## Directions for this task:
Say how many of the lines below include the word "identify", and write nothing else.

[[ Task input open ]]

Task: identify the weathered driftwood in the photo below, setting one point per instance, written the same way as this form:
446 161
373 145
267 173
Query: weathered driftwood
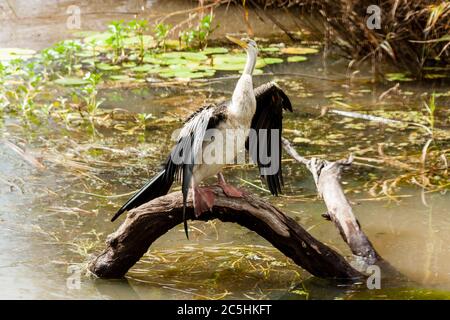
148 222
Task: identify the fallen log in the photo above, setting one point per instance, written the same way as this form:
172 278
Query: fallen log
327 176
148 222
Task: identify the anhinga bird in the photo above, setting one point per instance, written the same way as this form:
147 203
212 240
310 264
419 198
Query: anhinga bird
248 109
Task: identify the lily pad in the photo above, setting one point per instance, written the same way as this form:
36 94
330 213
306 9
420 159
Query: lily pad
107 67
297 59
98 38
87 53
136 41
186 74
233 62
121 78
71 81
299 50
435 76
148 68
192 56
272 60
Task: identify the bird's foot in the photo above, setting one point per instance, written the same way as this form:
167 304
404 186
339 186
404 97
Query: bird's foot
203 201
228 189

[[ Task input closed ]]

## Answer area:
5